De lift in de flat van Kemals oma piept. Kemal neemt liever de trap, dat voelt veilig, dan hoeft hij die enge lift niet in. Het kan hem niet schelen dat hij telkens buiten adem boven komt. Maar dan laat oma trots haar nieuwe rolstoel zien, en vraagt Kemal of hij samen met haar naar buiten wil. Kemal weet: dan móét hij de lift in. En dat maakt hem bang. In zijn hoofd staat hij met zijn oma in de lift, die valt stil, de knopjes vallen één voor één van hun plek, stoom komt uit de schacht. „Ik heb niet zo’n zin om naar buiten te gaan”, zegt hij. Een blik op de zonnige lucht. „Ik denk dat het gaat regenen.”

○ ○ ○ ○

▶ [Opdracht]
Wat laat oma volgens de brontekst trots aan Kemal zien? De volgende items staan los van de brontekst.

○ ○ ○ ○

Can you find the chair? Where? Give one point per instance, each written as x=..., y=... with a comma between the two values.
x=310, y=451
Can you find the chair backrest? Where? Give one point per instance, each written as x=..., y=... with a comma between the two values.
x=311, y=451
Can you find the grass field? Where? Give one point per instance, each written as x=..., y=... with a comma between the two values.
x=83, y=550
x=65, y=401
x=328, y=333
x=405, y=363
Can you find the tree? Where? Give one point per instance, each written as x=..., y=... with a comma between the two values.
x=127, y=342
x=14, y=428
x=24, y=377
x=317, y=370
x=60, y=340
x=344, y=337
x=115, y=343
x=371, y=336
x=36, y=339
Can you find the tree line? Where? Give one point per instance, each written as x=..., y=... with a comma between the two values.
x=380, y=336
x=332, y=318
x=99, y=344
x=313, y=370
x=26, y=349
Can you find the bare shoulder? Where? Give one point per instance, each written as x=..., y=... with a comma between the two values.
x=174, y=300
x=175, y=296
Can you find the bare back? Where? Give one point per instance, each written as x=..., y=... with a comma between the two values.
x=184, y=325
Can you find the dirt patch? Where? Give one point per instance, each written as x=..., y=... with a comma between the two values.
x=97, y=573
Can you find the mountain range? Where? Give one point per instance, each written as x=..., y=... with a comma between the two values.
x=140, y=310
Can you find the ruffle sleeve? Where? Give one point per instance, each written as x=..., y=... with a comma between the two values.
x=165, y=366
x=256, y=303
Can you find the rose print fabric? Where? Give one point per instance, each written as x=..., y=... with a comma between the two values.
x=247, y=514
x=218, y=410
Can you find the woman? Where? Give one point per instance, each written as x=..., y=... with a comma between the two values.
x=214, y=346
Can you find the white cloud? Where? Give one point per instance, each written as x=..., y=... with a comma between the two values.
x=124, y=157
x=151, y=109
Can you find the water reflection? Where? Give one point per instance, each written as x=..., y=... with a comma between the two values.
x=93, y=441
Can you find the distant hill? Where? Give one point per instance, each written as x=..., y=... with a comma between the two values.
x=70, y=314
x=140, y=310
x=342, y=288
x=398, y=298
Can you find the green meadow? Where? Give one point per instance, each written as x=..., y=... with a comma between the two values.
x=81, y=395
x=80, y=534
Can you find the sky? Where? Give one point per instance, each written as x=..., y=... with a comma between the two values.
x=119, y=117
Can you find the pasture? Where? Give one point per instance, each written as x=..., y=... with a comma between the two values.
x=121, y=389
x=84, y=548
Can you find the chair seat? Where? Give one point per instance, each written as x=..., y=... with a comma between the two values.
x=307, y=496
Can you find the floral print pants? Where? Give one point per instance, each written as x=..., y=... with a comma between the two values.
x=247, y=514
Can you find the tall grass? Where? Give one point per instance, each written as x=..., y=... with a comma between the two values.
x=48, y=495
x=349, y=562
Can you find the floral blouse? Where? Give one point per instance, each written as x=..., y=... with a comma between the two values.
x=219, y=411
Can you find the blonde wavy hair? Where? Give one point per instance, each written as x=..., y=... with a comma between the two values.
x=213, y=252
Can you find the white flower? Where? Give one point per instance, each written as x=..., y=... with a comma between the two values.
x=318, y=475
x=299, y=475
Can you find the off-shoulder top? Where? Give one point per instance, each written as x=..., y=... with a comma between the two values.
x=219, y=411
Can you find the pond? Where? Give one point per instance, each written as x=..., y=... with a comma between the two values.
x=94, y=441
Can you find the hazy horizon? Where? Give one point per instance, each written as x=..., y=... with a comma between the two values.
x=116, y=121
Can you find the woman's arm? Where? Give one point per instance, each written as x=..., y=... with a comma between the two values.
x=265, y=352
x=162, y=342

○ ○ ○ ○

▶ [Oplossing]
Haar nieuwe rolstoel.